• [Extrait fourni]:
Autre frein : la faiblesse des budgets. A l’échelle mondiale, les ressources financières allouées à la biodiversité s’élèveraient à 50 milliards de dollars (soit 42 milliards d’euros) par an, dont les trois quarts sont publiques, selon la CDC Biodiversité. Et ce, alors que les besoins a minima sont estimés à 150 milliards de dollars (127 milliards d’euros) par an.
« En France, un vrai plan de relance écologique devrait être fondé sur des espaces de restauration naturelle comme pour les forêts ou les prairies », poursuit Harold Levrel. « L’avantage, lorsqu’on a des logiques d’investissement dans la biodiversité, c’est d’en voir très vite les effets. Il suffit de restaurer une zone humide ou de mettre en réserve intégrale un écosystème marin pour voir tout de suite des résultats. C’est très concret. »
Réorienter les flux financiers
Publié fin octobre, le rapport « Financer l’extinction » de Portfolio. earth a, quant à lui, retracé une partie des flux d’argent privé concernés. Résultat : en 2019, selon les enquêteurs, pas moins de 50 grandes banques internationales auraient accordé des prêts et garanties d’une valeur de 2 600 milliards de dollars (2 200 milliards d’euros) − une somme supérieure au PIB canadien − à des secteurs moteurs de la perte de biodiversité comme la construction, les mines, l’agriculture, les industries fossiles ou encore l’exploitation forestière. Dans le collimateur, trois banques américaines arrivent en tête : Bank of America, Citigroup, JPMorgan Chase. Mais aussi une japonaise comme Mizuho Financial Group ou une française avec BNP Paribas.
« Les phénomènes les plus dommageables sont entre autres alimentés par des flux qui viennent de paradis fiscaux. » Robin Smale, Vivid Economics
« Aucune des banques évaluées n’a choisi de mettre en place des systèmes suffisants pour mesurer l’impact de leurs prêts sur la perte de biodiversité, ni de mettre en place des politiques globales pour y mettre fin », regrette Robin Smale, directeur et cofondateur de la société Vivid Economics, qui a conseillé les auteurs du rapport.

• [Tâche à réaliser]:
Répondez aux trois questions suivantes à partir de l'extrait sur le financement de la biodiversité.
(a) À combien sont estimés, par an, les besoins a minima pour la biodiversité ?
(b) Selon le rapport « Financer l'extinction », combien de grandes banques internationales auraient accordé des prêts et garanties en 2019 ?
(c) De quelle société Robin Smale est-il directeur et cofondateur ?

• [Enregistrements de données]:
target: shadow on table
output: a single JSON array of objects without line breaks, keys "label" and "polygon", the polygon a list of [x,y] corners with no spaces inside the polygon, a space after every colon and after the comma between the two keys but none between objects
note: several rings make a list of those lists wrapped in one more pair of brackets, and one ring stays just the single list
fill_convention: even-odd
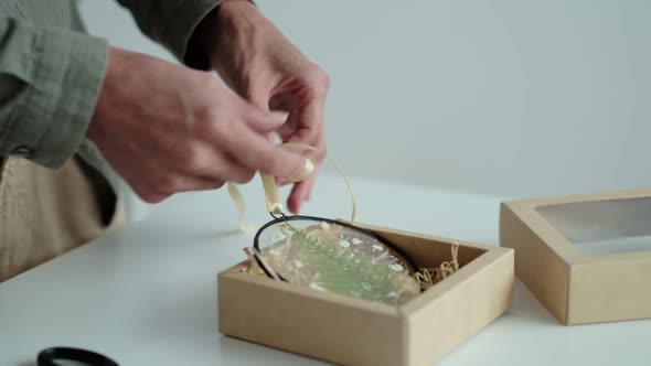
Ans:
[{"label": "shadow on table", "polygon": [[225,335],[220,335],[220,355],[224,365],[330,365]]}]

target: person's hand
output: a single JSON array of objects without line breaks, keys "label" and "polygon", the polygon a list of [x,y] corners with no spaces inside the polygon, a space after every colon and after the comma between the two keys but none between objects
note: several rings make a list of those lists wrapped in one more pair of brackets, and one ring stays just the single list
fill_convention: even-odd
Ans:
[{"label": "person's hand", "polygon": [[[224,1],[198,32],[212,67],[228,86],[260,109],[289,112],[276,131],[284,142],[306,143],[326,153],[323,108],[330,80],[318,65],[249,1]],[[313,152],[307,155],[316,168],[323,159]],[[287,201],[290,212],[298,213],[309,200],[316,177],[317,170],[294,186]]]},{"label": "person's hand", "polygon": [[305,159],[266,136],[287,114],[262,111],[207,73],[111,47],[86,136],[146,202],[300,172]]}]

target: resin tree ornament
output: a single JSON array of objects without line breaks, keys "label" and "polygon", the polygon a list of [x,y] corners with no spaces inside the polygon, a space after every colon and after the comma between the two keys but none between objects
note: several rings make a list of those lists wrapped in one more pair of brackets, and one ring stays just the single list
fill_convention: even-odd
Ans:
[{"label": "resin tree ornament", "polygon": [[[292,144],[296,150],[314,150]],[[306,169],[313,164],[306,158]],[[337,164],[333,162],[337,166]],[[341,169],[337,166],[341,172]],[[300,173],[300,180],[309,173]],[[350,183],[345,175],[350,190]],[[254,258],[271,278],[344,295],[403,303],[420,293],[416,267],[388,240],[351,224],[313,216],[286,216],[273,176],[262,175],[274,220],[254,239]],[[297,181],[297,180],[295,180]]]}]

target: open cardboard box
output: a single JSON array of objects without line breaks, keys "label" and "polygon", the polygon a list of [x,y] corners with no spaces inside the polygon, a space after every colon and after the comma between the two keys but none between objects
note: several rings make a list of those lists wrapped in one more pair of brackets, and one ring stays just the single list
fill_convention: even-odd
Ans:
[{"label": "open cardboard box", "polygon": [[245,271],[217,276],[220,332],[345,365],[430,365],[511,308],[513,250],[357,225],[418,267],[460,269],[402,305],[312,290]]},{"label": "open cardboard box", "polygon": [[651,190],[504,202],[500,241],[562,323],[651,317]]}]

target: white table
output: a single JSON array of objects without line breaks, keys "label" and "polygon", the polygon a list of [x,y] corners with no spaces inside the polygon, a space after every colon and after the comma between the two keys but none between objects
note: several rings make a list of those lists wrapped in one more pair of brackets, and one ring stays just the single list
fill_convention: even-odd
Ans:
[{"label": "white table", "polygon": [[[498,245],[503,197],[353,180],[359,220]],[[247,217],[264,223],[259,184]],[[303,213],[345,217],[338,177],[322,176]],[[224,190],[183,194],[151,216],[0,284],[0,365],[34,365],[53,345],[87,347],[120,365],[310,365],[317,360],[221,335],[217,271],[244,259]],[[513,310],[440,365],[649,365],[651,321],[566,327],[515,284]]]}]

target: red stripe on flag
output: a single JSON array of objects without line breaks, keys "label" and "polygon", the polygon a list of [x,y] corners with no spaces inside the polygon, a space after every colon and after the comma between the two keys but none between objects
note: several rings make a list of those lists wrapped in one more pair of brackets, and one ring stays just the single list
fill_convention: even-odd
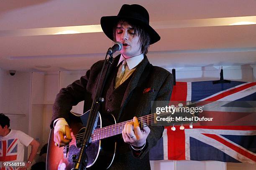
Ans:
[{"label": "red stripe on flag", "polygon": [[187,82],[176,82],[173,86],[171,101],[187,101]]},{"label": "red stripe on flag", "polygon": [[243,85],[239,87],[231,89],[226,92],[221,93],[215,96],[209,98],[209,99],[206,100],[205,101],[216,101],[229,95],[232,95],[232,94],[235,93],[237,92],[238,92],[240,91],[249,88],[251,88],[251,87],[256,85],[256,82],[251,82],[250,83],[247,84],[245,85]]},{"label": "red stripe on flag", "polygon": [[184,160],[185,153],[185,132],[184,130],[178,129],[172,130],[172,127],[167,128],[168,145],[168,159],[169,160]]},{"label": "red stripe on flag", "polygon": [[235,145],[231,143],[226,140],[225,140],[219,136],[214,134],[208,134],[205,133],[202,133],[202,134],[208,137],[215,140],[216,140],[227,146],[228,148],[230,148],[236,152],[239,153],[241,155],[242,155],[243,156],[253,160],[253,161],[256,162],[256,156],[248,152],[246,152]]},{"label": "red stripe on flag", "polygon": [[18,139],[15,139],[15,140],[14,140],[14,141],[13,141],[12,142],[12,144],[11,144],[11,145],[10,146],[10,147],[9,147],[9,148],[8,148],[8,150],[7,150],[7,152],[8,152],[9,151],[10,151],[10,150],[11,149],[11,148],[12,148],[12,147],[13,146],[13,145],[15,144],[15,143],[16,142],[16,141],[17,141],[17,140],[18,140]]}]

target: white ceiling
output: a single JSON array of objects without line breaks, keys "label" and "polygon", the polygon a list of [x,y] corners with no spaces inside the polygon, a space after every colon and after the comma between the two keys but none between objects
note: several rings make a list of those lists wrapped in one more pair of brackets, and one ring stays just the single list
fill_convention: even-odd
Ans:
[{"label": "white ceiling", "polygon": [[[54,35],[42,29],[33,35],[32,31],[98,25],[102,16],[116,15],[124,3],[145,7],[151,25],[161,37],[147,55],[153,64],[165,67],[256,64],[256,25],[226,23],[247,16],[252,16],[250,18],[256,22],[255,0],[4,0],[0,3],[0,68],[90,68],[104,58],[112,45],[103,32]],[[36,67],[44,65],[51,67]]]}]

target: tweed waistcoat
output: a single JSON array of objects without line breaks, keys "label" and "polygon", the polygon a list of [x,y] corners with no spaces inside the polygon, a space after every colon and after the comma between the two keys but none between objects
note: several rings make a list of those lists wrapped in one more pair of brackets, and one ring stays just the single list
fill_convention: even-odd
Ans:
[{"label": "tweed waistcoat", "polygon": [[102,97],[105,100],[101,105],[100,112],[103,114],[112,114],[115,117],[120,112],[122,100],[129,82],[132,77],[132,75],[115,89],[114,85],[118,69],[118,68],[117,67],[114,69],[111,74],[113,76],[106,83],[102,93]]}]

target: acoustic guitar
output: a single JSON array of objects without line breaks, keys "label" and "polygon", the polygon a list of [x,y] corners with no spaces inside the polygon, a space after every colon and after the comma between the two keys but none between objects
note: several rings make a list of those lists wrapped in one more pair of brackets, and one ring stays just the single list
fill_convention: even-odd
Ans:
[{"label": "acoustic guitar", "polygon": [[[90,112],[89,110],[82,115],[72,112],[71,123],[69,125],[72,140],[69,145],[61,148],[55,146],[54,130],[51,130],[47,150],[47,170],[70,170],[74,168],[76,158],[78,157],[80,152]],[[161,116],[167,113],[170,114],[161,113]],[[138,118],[140,127],[142,128],[155,123],[155,117],[159,115],[154,113]],[[111,137],[122,133],[125,125],[132,121],[129,120],[116,123],[112,115],[102,116],[98,112],[90,144],[86,149],[88,156],[87,170],[107,169],[110,167],[114,160],[116,146],[114,138]],[[175,122],[175,125],[186,123],[187,122]]]}]

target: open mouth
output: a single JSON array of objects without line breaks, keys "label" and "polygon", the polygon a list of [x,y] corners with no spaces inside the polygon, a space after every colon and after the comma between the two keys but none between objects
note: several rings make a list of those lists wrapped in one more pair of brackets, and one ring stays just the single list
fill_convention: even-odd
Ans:
[{"label": "open mouth", "polygon": [[127,44],[126,44],[126,43],[124,43],[123,44],[123,46],[124,47],[127,47],[129,45]]}]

• [La réponse]:
(a) 150 milliards de dollars (127 milliards d'euros) par an.
(b) 50 grandes banques internationales.
(c) Vivid Economics.